## [TASK TO COMPLETE]
The answer is the data repeated in full, with no pictures included.
○ ○ ○ ○ ○ ○ ○
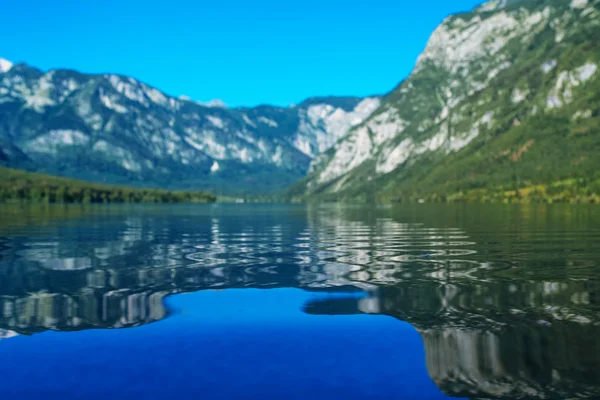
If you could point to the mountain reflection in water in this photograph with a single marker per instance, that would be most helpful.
(505, 298)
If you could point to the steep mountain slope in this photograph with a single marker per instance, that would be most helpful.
(503, 97)
(112, 128)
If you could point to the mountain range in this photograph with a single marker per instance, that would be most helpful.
(115, 129)
(504, 102)
(504, 99)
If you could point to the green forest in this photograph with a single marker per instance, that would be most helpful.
(17, 185)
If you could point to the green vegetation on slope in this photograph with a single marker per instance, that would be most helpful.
(543, 137)
(16, 185)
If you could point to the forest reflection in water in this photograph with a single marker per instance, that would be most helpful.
(505, 298)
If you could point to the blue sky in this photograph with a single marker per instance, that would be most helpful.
(243, 52)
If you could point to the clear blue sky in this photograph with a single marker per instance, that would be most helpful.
(245, 52)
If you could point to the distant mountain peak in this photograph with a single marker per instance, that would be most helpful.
(217, 103)
(5, 65)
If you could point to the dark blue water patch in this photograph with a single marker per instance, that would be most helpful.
(234, 344)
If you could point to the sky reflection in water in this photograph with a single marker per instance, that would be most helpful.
(319, 302)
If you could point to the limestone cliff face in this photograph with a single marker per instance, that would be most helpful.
(482, 76)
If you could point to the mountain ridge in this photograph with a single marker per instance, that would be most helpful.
(114, 129)
(471, 114)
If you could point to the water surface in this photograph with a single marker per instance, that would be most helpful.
(230, 301)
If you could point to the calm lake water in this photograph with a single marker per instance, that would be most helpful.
(293, 302)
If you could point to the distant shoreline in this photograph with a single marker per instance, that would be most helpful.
(23, 186)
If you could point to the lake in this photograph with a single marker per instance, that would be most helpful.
(293, 302)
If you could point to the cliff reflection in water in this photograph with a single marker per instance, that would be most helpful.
(506, 303)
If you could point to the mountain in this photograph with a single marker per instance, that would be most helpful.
(115, 129)
(503, 102)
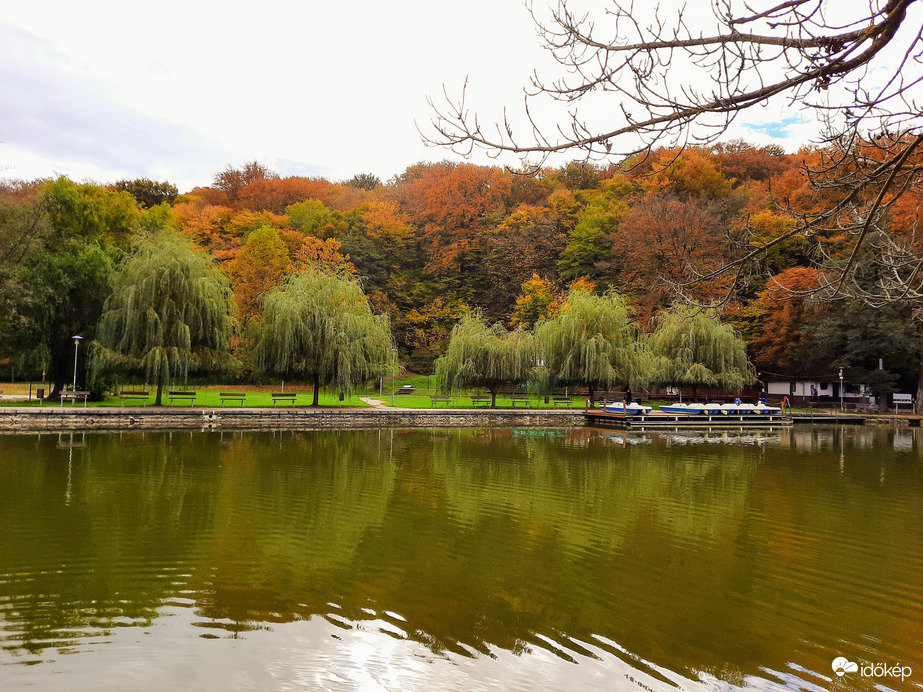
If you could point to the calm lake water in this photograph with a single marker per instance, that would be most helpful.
(461, 560)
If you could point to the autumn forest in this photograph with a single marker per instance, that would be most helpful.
(442, 239)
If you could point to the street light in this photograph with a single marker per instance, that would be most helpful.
(77, 339)
(841, 389)
(394, 351)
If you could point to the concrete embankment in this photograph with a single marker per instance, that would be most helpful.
(68, 418)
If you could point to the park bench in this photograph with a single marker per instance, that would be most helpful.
(283, 396)
(231, 396)
(73, 396)
(182, 396)
(905, 399)
(134, 395)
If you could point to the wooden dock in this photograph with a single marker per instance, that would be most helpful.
(659, 419)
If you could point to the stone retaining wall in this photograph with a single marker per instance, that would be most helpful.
(69, 418)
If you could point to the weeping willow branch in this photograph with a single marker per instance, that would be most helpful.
(168, 315)
(319, 326)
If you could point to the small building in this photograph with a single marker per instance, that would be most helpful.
(818, 391)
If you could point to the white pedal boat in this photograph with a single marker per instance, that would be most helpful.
(699, 409)
(633, 409)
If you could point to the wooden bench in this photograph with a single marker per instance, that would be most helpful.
(231, 396)
(905, 399)
(283, 396)
(182, 396)
(73, 396)
(134, 395)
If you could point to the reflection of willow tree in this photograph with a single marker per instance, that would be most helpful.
(297, 505)
(595, 502)
(82, 549)
(541, 537)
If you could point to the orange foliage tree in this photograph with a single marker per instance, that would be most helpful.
(449, 202)
(786, 311)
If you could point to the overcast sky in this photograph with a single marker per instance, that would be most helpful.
(104, 90)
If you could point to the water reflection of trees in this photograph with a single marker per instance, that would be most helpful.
(689, 555)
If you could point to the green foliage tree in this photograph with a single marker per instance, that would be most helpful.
(320, 326)
(57, 269)
(592, 342)
(698, 350)
(168, 314)
(489, 356)
(364, 181)
(149, 193)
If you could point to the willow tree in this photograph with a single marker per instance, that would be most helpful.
(482, 355)
(701, 351)
(592, 343)
(319, 326)
(168, 315)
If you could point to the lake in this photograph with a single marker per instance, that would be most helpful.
(578, 559)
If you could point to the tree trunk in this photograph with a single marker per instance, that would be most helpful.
(919, 398)
(58, 372)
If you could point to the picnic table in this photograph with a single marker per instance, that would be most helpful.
(232, 396)
(182, 396)
(134, 395)
(73, 396)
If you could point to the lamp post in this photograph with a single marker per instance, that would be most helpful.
(77, 339)
(394, 351)
(841, 389)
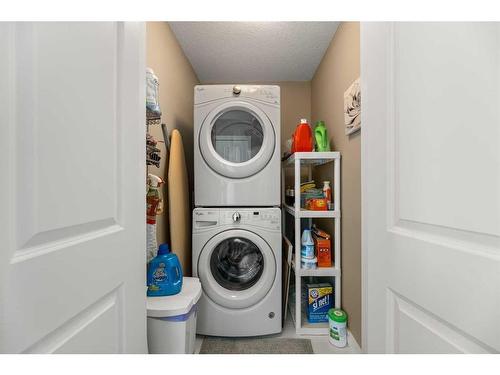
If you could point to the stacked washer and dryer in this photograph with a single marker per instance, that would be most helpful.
(237, 219)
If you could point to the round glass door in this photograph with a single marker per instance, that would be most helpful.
(236, 263)
(237, 139)
(237, 136)
(237, 268)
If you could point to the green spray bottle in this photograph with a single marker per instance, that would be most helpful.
(321, 137)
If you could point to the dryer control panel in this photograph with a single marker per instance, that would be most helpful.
(267, 93)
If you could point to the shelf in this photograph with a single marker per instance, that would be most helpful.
(312, 158)
(310, 213)
(320, 271)
(307, 328)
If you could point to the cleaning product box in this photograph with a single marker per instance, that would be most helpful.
(320, 300)
(323, 247)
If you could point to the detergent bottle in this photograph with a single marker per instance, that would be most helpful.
(321, 137)
(153, 208)
(302, 138)
(164, 273)
(307, 248)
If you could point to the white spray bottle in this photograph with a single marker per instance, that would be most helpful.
(154, 207)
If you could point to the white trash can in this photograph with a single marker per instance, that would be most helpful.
(172, 320)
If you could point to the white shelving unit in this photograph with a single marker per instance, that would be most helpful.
(309, 160)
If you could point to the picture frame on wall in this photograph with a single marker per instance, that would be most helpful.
(352, 108)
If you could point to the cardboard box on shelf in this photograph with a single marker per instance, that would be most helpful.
(322, 247)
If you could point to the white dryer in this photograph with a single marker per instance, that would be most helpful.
(237, 145)
(237, 257)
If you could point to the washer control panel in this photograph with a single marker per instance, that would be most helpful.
(269, 218)
(265, 218)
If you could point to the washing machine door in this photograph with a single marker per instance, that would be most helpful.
(237, 139)
(237, 268)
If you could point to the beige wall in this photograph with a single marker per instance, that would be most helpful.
(177, 80)
(338, 69)
(295, 104)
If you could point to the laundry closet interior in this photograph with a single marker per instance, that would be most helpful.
(257, 169)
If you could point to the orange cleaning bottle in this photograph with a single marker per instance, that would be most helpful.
(302, 138)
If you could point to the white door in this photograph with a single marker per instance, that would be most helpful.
(431, 187)
(72, 230)
(237, 139)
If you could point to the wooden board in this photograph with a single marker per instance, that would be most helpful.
(287, 250)
(178, 203)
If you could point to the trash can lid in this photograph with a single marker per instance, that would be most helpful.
(178, 304)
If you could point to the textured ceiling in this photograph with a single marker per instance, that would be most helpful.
(254, 51)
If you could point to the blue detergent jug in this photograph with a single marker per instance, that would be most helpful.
(164, 273)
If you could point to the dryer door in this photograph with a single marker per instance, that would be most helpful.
(237, 139)
(237, 269)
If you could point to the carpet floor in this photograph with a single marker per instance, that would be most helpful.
(225, 345)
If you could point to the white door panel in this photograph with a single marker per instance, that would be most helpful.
(73, 165)
(431, 190)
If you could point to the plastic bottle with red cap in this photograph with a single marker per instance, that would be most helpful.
○ ○ ○ ○ ○ ○ ○
## [TASK RESPONSE]
If you could point to the mountain reflection in water in this photograph with a single marker per instance, that would be most helpful.
(505, 298)
If you could point to the steep mountain slope in this photograph with a single marker per instance, that would be most helpful.
(503, 97)
(112, 128)
If you could point to the mountain range in this photograph with a single marker per instance, that would be most helpful.
(115, 129)
(504, 102)
(504, 99)
If you could point to the green forest in this photograph with a single marker per instance, that would be most helpful.
(17, 185)
If you could point to the green vegetation on slope in this photograph with a single marker per instance, that would be most helpful.
(543, 137)
(16, 185)
If you could point to the forest reflection in water in this photograph with a single marker per instance, that would be most helpful.
(505, 298)
If you could point to the blue sky in this photograph with a single marker per instance, that would be most helpful.
(243, 52)
If you could point to the clear blue sky in this photograph with a single marker per instance, that would be most helpful.
(245, 52)
If you could point to the distant mountain peak in this photograph with a single marker per instance, that would be most helpful.
(217, 103)
(5, 65)
If you could point to the dark blue water patch in this photograph with a single marker per instance, that would be most helpful.
(234, 344)
If you could point to the sky reflection in water in this photograph with a single marker per instance, that would be most helpful.
(319, 302)
If you could point to the limestone cliff face in this photograph with a single marker per instance, that would be most helpful.
(482, 76)
If you could point to the mountain ridge in this photograph with a single marker per instance, that would be most helpful.
(114, 129)
(471, 114)
If you could point to the water surface in this photograph with a single marker per instance, that would be most helpful.
(230, 301)
If you could point to the calm lake water in this photograph with a single marker per instance, that would be most helpful.
(293, 302)
If you could point to the distant shoreline in this photograph with a single marker per instance, that would be most helpful.
(23, 186)
If you could point to the lake in this photograph with a single marker per instance, that would be most helpful.
(293, 302)
If you could point to the cliff reflection in water in this photograph with a single marker per instance, that would be most helpful.
(506, 303)
If you could point to the mountain in this photograph with a single marker per instance, that would be most helpful.
(115, 129)
(503, 102)
If you could point to the calm lake water in this photograph with a single marker per instance, that would be most helpful.
(461, 560)
If you could point to the autumn forest in this photograph with a single marker per instance, that would be most helpful.
(442, 239)
If you could point to the street light in this photograph with a single marker per instance, that would be most helpful.
(77, 339)
(841, 389)
(394, 351)
If you could point to the concrete embankment in this photograph with a single marker per instance, that would be most helpful.
(68, 418)
If you could point to the park bench in this photograph with a single marker per instance, that would be most helpful.
(283, 396)
(231, 396)
(73, 396)
(182, 396)
(905, 399)
(134, 395)
If you could point to the wooden dock in this photograph with a single marker per instance, that would be most helpful.
(659, 419)
If you could point to the stone retaining wall in this photograph with a single marker per instance, that would be most helpful.
(69, 418)
If you could point to the weeping willow branch in this photograph with a single marker per instance, that would be most helpful.
(168, 315)
(319, 326)
If you could point to the small building in this photograph with a single marker per instance, that would be most helpful.
(818, 391)
If you could point to the white pedal boat in this photograph with a single marker per instance, that would be most helpful.
(699, 409)
(633, 409)
If you could point to the wooden bench in this photograph with a single marker per instance, that would be most helpful.
(231, 396)
(905, 399)
(283, 396)
(182, 396)
(73, 396)
(134, 395)
If you could point to the reflection of willow tree in this photograph with a single marker per instance, that would be most helpful.
(297, 505)
(595, 502)
(82, 549)
(541, 537)
If you could point to the orange foliage tree in this photograph with a single marker per instance, that would be most helpful.
(449, 202)
(786, 311)
If you could point to the overcast sky in this photograph with a single marker per instance, that would be most helpful.
(104, 90)
If you could point to the water reflection of trees in this photograph with a single marker per instance, that would be most helpful.
(689, 555)
If you could point to the green foliage tree in this photograph with a single marker per instance, that would be most helpful.
(320, 326)
(57, 269)
(592, 342)
(698, 350)
(168, 314)
(489, 356)
(364, 181)
(149, 193)
If you could point to the willow tree in this photograph with a single marker per instance, that would be most helpful.
(482, 355)
(701, 351)
(592, 343)
(319, 326)
(168, 315)
If you could point to the lake in this photograph with a single marker per instance, that would be most helpful.
(578, 559)
If you could point to the tree trunk in this photograph with a single marker per instance, that would be most helpful.
(919, 398)
(58, 372)
If you could point to the picnic table in this photograph with a single marker per instance, that would be most helpful.
(232, 396)
(182, 396)
(134, 395)
(73, 396)
If you could point to the lamp post in this photograph with a single marker per instance, that would be most helpful.
(77, 339)
(394, 351)
(841, 389)
If you could point to the stacked washer and dryer in this photograph with a single marker per instance, that would be most helpful.
(237, 219)
If you could point to the round glass door in this photograph with a single marker per instance, that would be most helpful.
(236, 263)
(237, 139)
(237, 136)
(237, 268)
If you could point to the green spray bottle in this photograph with a single marker per instance, that would be most helpful.
(321, 137)
If you could point to the dryer control panel in this photograph with a single marker per instance, that would be most helpful.
(267, 93)
If you could point to the shelf in this photograph with a single marker per instance, that would be most helpful.
(312, 158)
(310, 213)
(320, 271)
(307, 328)
If you could point to the cleaning product box in this photograph with a single marker per instance, that would be most helpful.
(320, 300)
(323, 247)
If you could point to the detergent bottle in this photograph with a single marker per instance, that would be most helpful.
(321, 137)
(153, 208)
(302, 138)
(164, 273)
(307, 248)
If you could point to the white spray bottle in this photograph with a single marker per instance, that would be most helpful.
(154, 207)
If you could point to the white trash can in this photograph with a single marker per instance, that would be most helpful.
(172, 320)
If you could point to the white shelving unit in this photograph with a single marker per instance, that would be most helpful.
(309, 160)
If you could point to the picture frame on wall in this photograph with a single marker per instance, that would be most helpful.
(352, 108)
If you could point to the cardboard box on shelf in this photograph with a single marker per instance, that would be most helpful.
(322, 247)
If you could point to the white dryer in this photograph with a single marker per instance, that would be most helpful.
(237, 145)
(237, 257)
If you could point to the washer control panel in this photograph with a single marker per instance, that would be most helpful.
(269, 218)
(265, 218)
If you could point to the washing machine door in this photograph with a single marker per instance, that would be most helpful.
(237, 139)
(237, 268)
If you could point to the beige wall in this photograph with a single marker per instance, that would be most helpful.
(177, 80)
(338, 69)
(295, 104)
If you could point to the laundry closet interior in this photograph with a single marker per instance, that would be most helpful.
(257, 169)
If you could point to the orange cleaning bottle in this photograph with a single marker per instance, that would be most helpful.
(302, 138)
If you could point to the white door in this photograph with a single marker per instance, that would be most helpful.
(431, 187)
(72, 230)
(237, 139)
If you could point to the wooden board in this photograph with a single marker per instance, that would be most helpful.
(287, 250)
(178, 203)
If you could point to the trash can lid in this photograph with a single marker per instance, that would be most helpful.
(178, 304)
If you could point to the textured ceiling in this photograph with a single marker per instance, that would be most helpful.
(254, 51)
If you could point to the blue detergent jug in this photograph with a single marker per instance, that would be most helpful.
(164, 273)
If you could point to the dryer door in this photograph with a single marker per instance, that would be most helpful.
(237, 139)
(237, 269)
If you could point to the carpet floor in this photograph with a single marker per instance, that would be most helpful.
(225, 345)
If you could point to the white door panel in this photograph with a single marker per instance, that would be most helpful.
(73, 165)
(431, 190)
If you could point to the plastic bottle with red cap in this photograph with a single marker per instance, that would be most helpful.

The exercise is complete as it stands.